• [Provided data]

┌──

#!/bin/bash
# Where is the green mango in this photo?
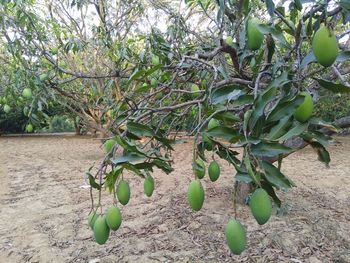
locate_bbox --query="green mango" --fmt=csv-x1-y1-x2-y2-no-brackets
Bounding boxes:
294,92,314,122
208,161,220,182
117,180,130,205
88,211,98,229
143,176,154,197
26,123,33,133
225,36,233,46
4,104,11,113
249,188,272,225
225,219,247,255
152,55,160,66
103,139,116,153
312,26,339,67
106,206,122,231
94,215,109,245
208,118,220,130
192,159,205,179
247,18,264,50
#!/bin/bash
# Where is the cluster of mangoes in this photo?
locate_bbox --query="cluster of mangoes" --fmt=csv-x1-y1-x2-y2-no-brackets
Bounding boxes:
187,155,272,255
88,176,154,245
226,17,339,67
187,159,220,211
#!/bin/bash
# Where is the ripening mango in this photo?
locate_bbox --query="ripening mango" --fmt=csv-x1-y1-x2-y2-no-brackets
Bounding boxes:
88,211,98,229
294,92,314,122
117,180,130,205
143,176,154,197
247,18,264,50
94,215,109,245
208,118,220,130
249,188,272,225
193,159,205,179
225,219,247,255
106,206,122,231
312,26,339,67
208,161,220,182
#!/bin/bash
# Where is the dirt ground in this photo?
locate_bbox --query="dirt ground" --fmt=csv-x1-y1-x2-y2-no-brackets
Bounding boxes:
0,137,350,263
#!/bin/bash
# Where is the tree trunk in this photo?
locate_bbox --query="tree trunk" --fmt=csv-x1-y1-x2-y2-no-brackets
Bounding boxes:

└──

How many lines of the items above contain the string "ground", with case counting? Give only the number.

• [Full response] 2